What this exercise asks:
• a. In the passage about Irish American journalists, write out everything from "As the list" down to "gets the chance.", substituting "liberals" for "lefties".
• b. Reproduce everything in the records from the line containing "tag=searchlight on cabin roof" down to the line containing "[1168,843,1268,952]", including both of those lines.

Quoted passage:
— start —

As the list below indicates, Irish Americans journalists are a fairly diverse bunch. There’s Bill O’Reilly, a conservative who refers to his Irish background a lot. (He once mocked Steven Colbert for pronouncing his name “Col-bear”, which sounds French, rather than the Irish way, “Col-bert.”) Then there are also hardcore lefties, such as Michael Moore. And just like O’Reilly, Moore also refers to his Irish roots whenever he gets the chance.
1. Maureen Dowd
Nicknamed “The Cobra” by George W. Bush, Maureen Dowd has been a star columnist with The New York Times for more than ten years. Her father, Michael, grew up in Fenore, Co. Clare, before immigrating to Washington, where he became a police officer. He would also become a national president of the Ancient Order of the Hibernians. Her mother’s family came from Ballinrode, Co. Sligo.
Although a favorite hate figure among conservatives, Dowd has proven herself equally adept at skewering Republicans and Democrats alike.
"Why do men only pick women as running mates when they need a Hail Mary pass? It’s a little insulting."
On Sarah Palin’s garbled use of language:
"She dangles gerunds, mangles prepositions, randomly exiles nouns and verbs and also — “also” is her favorite vamping word — uses verbs better left as nouns, as in, 'If Americans so bless us and privilege us with the opportunity of serving them,” or how she tried to “progress the agenda.'"
On Hillary Clinton:
"It’s impossible to imagine The Terminator, as a former aide calls her, giving up. Unless every circuit is out, she’ll regenerate enough to claw her way out of the grave, crawl through the Rezko Memorial Lawn and up Obama’s wall, hurl her torso into the house and brutally haunt his dreams."
2. Jimmy Breslin
Jimmy Breslin, who was born in Jamaica, Queens, New York, was a legendary New York newspaperman in the traditional sense: hard-drinking, rabble rousing and scrappy. He was a columnist with Newsday for many years, until his retirement in 2004.The author of many novels, he had also published several works of non-fiction, including "The Church that Forgot Christ," about the child abuse scandals that shook the American Catholic Church.

— end —

Dataset entries:

— start —

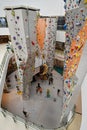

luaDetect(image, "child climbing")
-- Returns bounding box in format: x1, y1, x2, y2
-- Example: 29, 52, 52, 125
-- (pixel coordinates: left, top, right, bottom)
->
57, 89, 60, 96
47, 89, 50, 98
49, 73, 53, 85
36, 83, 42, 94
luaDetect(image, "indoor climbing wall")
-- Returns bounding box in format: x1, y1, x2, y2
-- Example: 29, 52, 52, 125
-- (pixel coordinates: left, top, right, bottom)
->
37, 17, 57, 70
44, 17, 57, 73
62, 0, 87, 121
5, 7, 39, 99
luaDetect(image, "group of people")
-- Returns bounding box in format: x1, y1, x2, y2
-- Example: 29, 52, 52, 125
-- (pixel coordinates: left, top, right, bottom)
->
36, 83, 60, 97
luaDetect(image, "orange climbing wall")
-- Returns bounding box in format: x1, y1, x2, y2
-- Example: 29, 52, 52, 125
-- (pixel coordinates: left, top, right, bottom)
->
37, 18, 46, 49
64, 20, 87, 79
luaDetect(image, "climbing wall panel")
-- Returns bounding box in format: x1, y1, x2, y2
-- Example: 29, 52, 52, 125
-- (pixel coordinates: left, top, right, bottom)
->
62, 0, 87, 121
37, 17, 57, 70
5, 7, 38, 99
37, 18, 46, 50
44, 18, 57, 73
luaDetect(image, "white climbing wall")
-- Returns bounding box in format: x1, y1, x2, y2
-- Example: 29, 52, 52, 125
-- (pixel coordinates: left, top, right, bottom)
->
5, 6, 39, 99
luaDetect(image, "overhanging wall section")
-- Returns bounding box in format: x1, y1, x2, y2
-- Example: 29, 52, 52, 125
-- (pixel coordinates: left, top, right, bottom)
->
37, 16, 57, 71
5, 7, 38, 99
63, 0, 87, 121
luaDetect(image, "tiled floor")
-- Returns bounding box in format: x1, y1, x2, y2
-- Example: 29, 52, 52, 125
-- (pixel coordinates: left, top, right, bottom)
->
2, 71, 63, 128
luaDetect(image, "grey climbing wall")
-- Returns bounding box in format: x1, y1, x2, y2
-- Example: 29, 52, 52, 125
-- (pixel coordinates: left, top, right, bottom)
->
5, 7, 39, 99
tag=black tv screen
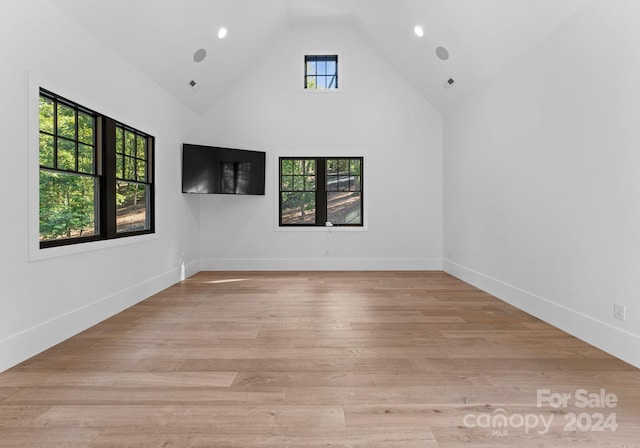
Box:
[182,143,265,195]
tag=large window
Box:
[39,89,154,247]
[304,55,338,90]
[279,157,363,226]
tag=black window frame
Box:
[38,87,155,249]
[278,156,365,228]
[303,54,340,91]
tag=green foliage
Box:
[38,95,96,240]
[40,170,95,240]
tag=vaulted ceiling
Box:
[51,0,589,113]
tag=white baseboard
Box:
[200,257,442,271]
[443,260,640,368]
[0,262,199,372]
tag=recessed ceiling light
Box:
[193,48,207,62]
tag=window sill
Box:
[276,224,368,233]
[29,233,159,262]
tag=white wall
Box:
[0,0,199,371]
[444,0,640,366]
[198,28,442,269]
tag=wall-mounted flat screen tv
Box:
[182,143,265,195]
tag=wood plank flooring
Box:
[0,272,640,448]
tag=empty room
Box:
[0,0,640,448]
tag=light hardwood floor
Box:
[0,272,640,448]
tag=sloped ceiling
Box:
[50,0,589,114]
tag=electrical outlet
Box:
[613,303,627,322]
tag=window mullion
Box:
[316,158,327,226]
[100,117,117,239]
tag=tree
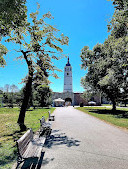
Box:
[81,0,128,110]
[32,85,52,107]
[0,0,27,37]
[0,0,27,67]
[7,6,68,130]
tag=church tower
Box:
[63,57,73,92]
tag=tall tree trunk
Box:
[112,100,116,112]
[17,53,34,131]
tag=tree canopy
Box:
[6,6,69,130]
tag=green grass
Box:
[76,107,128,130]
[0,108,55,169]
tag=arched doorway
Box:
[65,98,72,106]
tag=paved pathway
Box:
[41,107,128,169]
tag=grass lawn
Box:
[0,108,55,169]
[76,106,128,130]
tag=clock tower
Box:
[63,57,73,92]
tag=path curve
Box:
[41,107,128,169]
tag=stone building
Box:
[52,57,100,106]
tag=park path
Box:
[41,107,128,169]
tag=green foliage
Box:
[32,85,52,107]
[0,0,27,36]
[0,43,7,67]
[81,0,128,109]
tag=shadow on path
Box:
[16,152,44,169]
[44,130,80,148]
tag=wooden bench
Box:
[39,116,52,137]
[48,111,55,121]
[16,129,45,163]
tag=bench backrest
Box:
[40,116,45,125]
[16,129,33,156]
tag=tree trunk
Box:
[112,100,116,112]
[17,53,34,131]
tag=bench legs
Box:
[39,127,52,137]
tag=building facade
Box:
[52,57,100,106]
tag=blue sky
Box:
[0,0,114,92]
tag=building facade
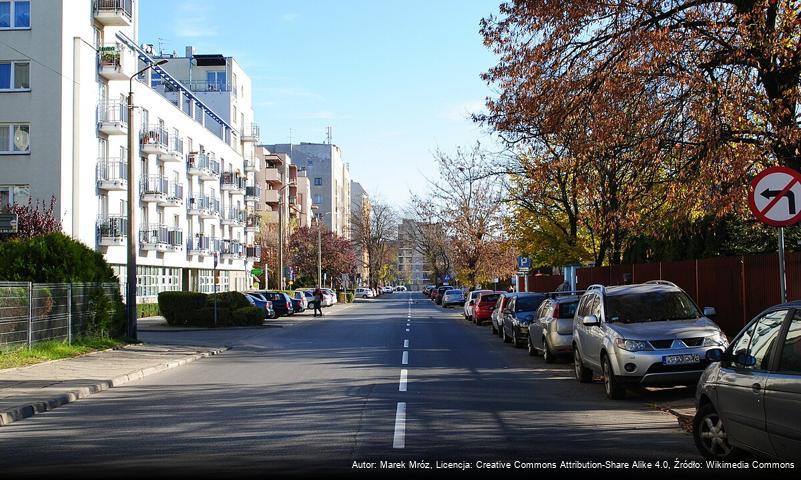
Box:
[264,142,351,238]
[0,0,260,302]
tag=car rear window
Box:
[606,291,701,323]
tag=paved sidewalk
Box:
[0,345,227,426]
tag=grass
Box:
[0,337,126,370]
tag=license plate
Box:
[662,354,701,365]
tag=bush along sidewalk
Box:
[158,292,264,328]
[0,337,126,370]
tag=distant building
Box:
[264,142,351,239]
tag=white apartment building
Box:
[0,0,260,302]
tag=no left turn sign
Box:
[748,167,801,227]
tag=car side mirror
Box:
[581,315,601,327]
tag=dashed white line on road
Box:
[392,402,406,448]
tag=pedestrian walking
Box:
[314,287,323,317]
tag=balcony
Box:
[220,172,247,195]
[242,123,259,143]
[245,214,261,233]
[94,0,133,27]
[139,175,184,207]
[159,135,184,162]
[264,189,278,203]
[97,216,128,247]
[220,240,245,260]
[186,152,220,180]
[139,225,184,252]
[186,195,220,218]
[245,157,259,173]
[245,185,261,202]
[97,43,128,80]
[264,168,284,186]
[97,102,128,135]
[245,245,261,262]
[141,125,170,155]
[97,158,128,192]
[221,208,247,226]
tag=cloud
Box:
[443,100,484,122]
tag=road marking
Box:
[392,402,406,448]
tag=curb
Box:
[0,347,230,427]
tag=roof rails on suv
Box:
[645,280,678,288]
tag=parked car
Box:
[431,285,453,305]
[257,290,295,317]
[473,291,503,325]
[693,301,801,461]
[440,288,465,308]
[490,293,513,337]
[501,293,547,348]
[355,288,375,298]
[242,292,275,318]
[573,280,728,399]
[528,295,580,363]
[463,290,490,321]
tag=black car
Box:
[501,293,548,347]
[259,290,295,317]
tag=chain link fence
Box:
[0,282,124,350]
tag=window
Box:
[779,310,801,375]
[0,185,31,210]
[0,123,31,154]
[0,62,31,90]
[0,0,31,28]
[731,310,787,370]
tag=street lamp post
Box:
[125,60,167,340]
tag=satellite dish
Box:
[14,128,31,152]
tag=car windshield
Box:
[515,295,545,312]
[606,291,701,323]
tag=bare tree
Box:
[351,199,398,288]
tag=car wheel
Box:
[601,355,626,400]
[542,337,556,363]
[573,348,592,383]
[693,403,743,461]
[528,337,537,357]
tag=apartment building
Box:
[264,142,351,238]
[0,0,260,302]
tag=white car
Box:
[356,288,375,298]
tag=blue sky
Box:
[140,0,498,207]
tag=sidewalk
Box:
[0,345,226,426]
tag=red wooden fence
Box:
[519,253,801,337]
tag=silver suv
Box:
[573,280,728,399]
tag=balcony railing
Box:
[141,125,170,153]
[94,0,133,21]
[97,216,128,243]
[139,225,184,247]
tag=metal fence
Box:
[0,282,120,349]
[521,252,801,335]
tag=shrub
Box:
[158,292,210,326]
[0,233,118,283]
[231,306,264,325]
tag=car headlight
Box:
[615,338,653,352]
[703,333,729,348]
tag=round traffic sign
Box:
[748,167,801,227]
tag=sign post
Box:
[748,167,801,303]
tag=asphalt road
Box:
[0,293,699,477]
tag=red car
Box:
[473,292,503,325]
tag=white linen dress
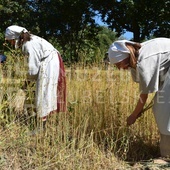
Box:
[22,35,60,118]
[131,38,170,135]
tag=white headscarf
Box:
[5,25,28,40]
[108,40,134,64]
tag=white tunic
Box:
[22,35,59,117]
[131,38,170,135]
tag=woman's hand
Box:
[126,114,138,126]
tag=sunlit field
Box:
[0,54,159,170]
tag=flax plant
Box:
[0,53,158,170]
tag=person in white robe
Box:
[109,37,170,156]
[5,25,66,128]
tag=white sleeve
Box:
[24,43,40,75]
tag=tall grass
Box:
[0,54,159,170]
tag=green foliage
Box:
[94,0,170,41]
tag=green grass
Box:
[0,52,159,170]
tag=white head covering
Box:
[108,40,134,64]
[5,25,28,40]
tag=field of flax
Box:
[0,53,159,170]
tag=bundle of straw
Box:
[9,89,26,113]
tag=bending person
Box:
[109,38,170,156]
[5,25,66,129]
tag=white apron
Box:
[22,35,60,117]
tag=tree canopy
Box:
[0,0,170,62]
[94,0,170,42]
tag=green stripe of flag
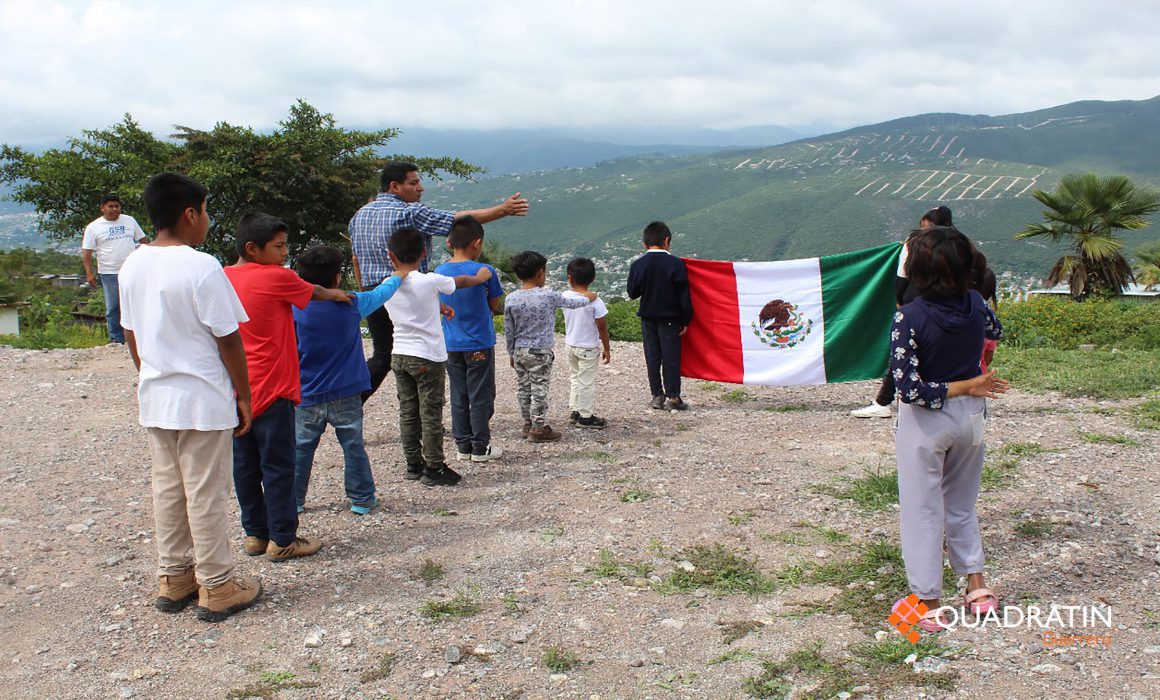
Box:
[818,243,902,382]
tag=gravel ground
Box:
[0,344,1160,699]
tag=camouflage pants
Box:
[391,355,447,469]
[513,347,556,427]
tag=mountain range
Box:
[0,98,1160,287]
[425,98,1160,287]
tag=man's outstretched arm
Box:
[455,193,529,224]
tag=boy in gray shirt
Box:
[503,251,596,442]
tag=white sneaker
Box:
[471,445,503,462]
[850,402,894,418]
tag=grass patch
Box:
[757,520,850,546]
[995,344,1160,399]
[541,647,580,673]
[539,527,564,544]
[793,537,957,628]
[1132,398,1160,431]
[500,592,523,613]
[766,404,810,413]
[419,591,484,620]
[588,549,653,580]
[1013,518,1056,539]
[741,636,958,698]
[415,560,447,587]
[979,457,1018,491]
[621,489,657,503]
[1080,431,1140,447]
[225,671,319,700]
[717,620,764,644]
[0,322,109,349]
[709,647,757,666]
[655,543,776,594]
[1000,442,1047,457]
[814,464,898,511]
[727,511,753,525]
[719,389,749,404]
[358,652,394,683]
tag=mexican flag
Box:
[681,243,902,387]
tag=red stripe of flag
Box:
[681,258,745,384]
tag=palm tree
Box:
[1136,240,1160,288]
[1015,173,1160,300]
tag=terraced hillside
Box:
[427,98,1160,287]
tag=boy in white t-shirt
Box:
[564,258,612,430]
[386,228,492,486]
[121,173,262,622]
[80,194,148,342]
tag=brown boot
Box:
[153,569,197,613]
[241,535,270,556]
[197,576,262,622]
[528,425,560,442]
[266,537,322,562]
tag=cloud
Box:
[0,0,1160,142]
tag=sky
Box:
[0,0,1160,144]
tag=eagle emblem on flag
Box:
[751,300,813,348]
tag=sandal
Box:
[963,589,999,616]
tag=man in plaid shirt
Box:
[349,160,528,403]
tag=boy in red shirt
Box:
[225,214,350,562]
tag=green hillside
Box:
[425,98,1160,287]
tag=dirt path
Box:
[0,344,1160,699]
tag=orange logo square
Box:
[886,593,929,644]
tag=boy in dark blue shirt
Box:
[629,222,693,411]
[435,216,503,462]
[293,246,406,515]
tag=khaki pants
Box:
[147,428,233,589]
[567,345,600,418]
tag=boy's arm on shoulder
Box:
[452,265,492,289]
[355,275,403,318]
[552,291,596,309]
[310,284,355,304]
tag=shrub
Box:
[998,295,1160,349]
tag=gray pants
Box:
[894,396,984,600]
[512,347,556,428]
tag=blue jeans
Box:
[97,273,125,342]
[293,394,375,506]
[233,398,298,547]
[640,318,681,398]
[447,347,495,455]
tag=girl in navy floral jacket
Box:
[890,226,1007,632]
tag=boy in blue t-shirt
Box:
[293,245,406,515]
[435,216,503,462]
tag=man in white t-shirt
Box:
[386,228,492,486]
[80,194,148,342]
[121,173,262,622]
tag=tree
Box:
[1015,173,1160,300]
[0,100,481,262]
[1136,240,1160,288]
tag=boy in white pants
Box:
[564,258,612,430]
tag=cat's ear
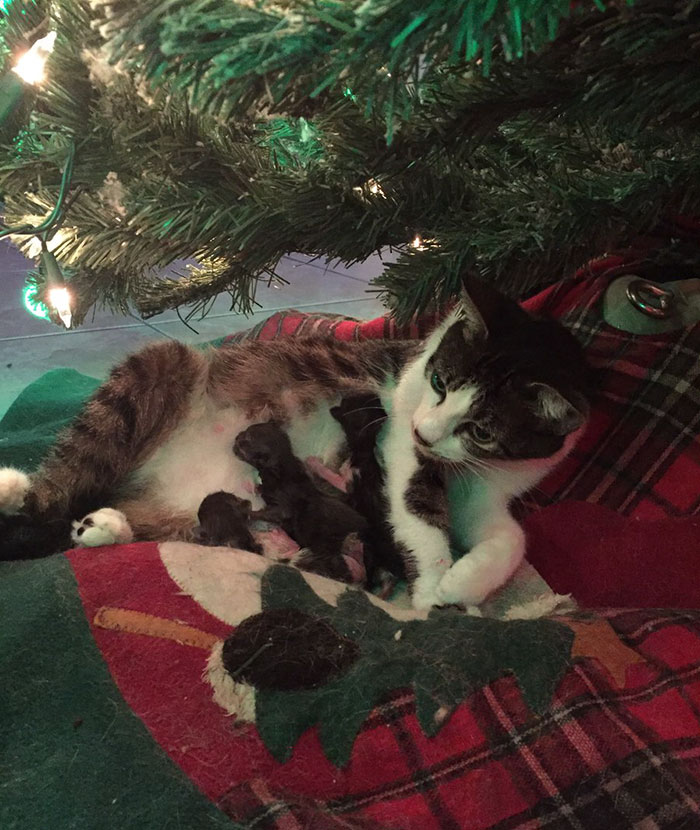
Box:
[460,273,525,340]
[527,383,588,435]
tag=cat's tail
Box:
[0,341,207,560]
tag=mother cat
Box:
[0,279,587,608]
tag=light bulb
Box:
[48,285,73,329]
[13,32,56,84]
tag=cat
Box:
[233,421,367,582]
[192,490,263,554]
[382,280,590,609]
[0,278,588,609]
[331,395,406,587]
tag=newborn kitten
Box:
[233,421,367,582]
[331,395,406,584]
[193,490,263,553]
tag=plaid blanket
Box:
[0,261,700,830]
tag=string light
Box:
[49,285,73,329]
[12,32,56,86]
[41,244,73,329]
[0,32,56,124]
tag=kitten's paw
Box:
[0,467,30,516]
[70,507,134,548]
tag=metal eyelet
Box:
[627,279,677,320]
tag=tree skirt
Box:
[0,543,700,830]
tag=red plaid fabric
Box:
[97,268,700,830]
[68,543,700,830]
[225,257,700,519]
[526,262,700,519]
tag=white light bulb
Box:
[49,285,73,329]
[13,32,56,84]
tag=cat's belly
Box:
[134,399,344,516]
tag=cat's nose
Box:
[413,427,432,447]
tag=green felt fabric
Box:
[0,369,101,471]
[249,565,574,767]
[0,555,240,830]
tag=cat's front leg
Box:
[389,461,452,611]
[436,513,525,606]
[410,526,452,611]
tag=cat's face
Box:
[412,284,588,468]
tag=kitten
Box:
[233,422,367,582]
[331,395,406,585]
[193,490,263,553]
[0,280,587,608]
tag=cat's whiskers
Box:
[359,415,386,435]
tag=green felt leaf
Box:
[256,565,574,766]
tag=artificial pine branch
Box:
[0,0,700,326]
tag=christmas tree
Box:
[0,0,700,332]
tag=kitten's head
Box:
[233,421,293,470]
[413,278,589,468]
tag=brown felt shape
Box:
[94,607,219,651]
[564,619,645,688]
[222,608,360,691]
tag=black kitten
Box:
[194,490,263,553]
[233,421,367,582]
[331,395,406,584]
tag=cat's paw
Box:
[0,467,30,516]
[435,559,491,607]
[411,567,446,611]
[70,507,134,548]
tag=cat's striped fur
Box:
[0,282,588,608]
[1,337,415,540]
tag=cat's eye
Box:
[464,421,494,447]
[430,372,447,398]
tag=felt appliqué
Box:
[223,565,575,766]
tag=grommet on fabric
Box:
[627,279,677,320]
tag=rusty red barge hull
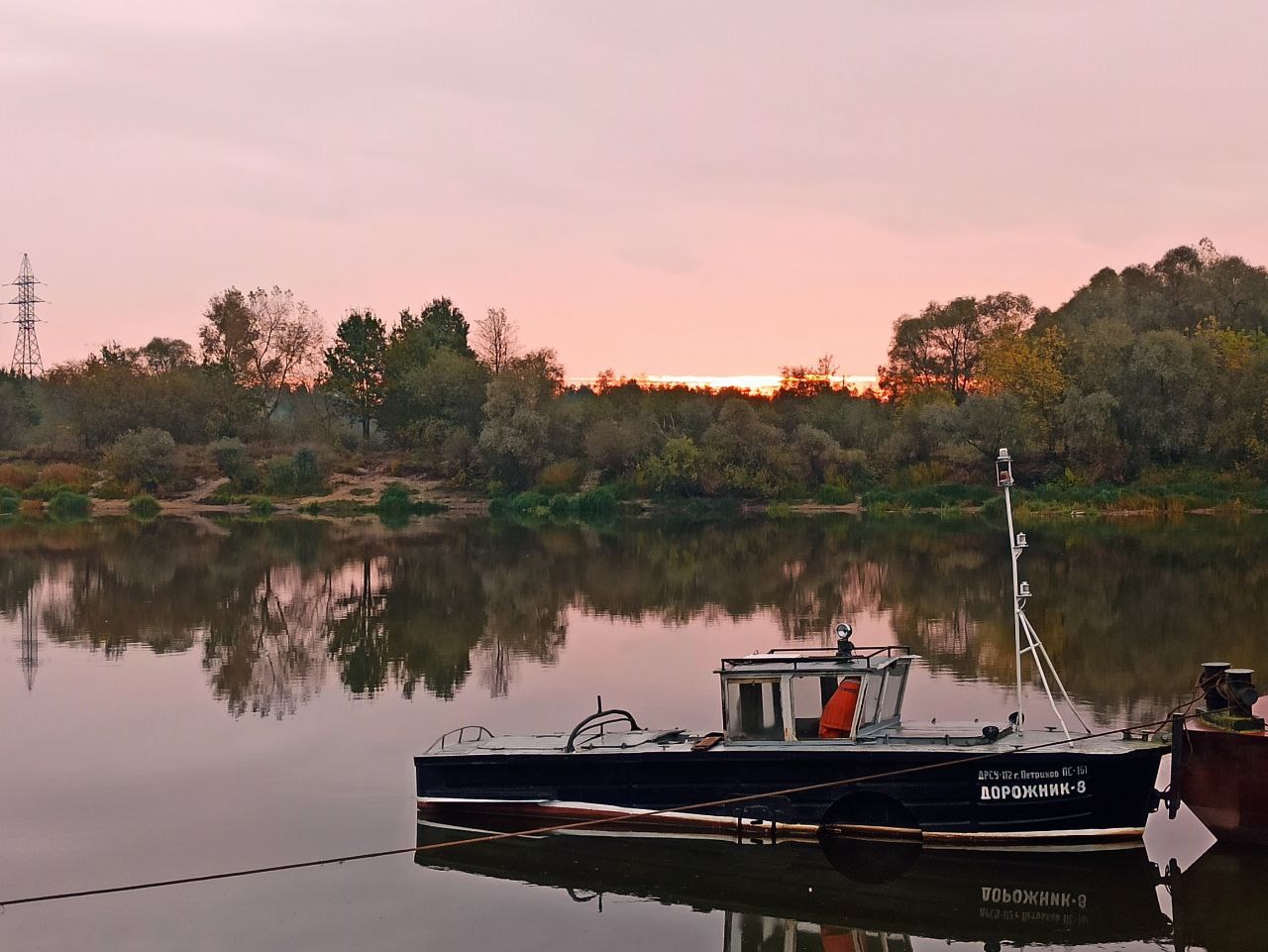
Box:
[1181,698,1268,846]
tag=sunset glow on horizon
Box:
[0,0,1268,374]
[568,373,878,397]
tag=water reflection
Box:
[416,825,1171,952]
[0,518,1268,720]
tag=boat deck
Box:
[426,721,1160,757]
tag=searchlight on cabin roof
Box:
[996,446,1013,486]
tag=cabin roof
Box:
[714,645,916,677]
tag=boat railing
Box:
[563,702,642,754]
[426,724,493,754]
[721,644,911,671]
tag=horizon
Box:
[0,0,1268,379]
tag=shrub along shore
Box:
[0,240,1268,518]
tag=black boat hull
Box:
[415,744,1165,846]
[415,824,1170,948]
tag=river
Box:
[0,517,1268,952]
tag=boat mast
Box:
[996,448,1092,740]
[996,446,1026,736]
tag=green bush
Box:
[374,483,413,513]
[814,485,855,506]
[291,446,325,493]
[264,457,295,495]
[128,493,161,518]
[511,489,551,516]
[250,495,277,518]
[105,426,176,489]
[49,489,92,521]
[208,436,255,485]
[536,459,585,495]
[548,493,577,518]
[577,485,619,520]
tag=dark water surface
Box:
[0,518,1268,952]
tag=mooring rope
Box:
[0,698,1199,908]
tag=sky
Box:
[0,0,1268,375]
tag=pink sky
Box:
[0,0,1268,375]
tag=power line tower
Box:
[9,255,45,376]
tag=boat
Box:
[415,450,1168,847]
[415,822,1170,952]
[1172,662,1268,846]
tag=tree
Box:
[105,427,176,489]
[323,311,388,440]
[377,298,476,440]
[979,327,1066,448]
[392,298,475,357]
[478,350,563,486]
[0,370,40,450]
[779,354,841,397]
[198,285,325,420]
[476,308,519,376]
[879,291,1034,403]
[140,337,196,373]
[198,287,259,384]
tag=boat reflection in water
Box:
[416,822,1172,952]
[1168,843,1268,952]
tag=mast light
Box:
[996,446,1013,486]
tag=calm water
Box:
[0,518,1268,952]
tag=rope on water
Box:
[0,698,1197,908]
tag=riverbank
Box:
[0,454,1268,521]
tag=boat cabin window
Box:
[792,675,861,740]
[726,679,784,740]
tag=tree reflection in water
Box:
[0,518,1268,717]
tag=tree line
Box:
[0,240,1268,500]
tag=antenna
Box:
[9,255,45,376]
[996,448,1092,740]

— end —

Outputs for the tasks:
• a.
As the list below indicates, Irish Americans journalists are a fairly diverse bunch. There’s Bill O’Reilly, a conservative who refers to his Irish background a lot. (He once mocked Steven Colbert for pronouncing his name “Col-bear”, which sounds French, rather than the Irish way, “Col-bert.”) Then there are also hardcore liberals, such as Michael Moore. And just like O’Reilly, Moore also refers to his Irish roots whenever he gets the chance.

• b.
tag=searchlight on cabin roof
Box:
[996,446,1013,486]
tag=cabin roof
Box:
[714,645,916,677]
tag=boat railing
Box:
[563,702,642,754]
[426,724,493,754]
[721,644,911,671]
tag=horizon
Box:
[0,0,1268,379]
tag=shrub along shore
Box:
[0,240,1268,518]
tag=black boat hull
Box:
[415,744,1165,846]
[415,824,1170,948]
tag=river
Box:
[0,517,1268,952]
tag=boat mast
Box:
[996,448,1092,740]
[996,446,1026,736]
tag=green bush
Box:
[374,483,413,513]
[814,485,855,506]
[291,446,325,493]
[264,457,295,495]
[128,493,161,518]
[511,489,551,516]
[250,495,277,518]
[105,426,176,489]
[49,489,92,521]
[208,436,255,485]
[536,459,585,495]
[548,493,577,518]
[577,485,619,520]
tag=dark water surface
Box:
[0,518,1268,952]
tag=mooring rope
Box:
[0,698,1199,908]
tag=sky
Box:
[0,0,1268,375]
tag=pink sky
Box:
[0,0,1268,375]
tag=power line tower
Box:
[9,255,45,376]
tag=boat
Box:
[415,450,1168,847]
[415,822,1170,952]
[1172,662,1268,846]
tag=tree
Box:
[105,427,176,489]
[323,311,388,440]
[377,298,476,440]
[979,327,1066,448]
[392,298,475,357]
[478,350,563,486]
[0,370,40,450]
[779,354,841,397]
[198,285,325,420]
[476,308,519,376]
[879,291,1034,403]
[140,337,196,373]
[198,287,259,384]
tag=boat reflection in water
Box:
[416,822,1172,952]
[1168,843,1268,952]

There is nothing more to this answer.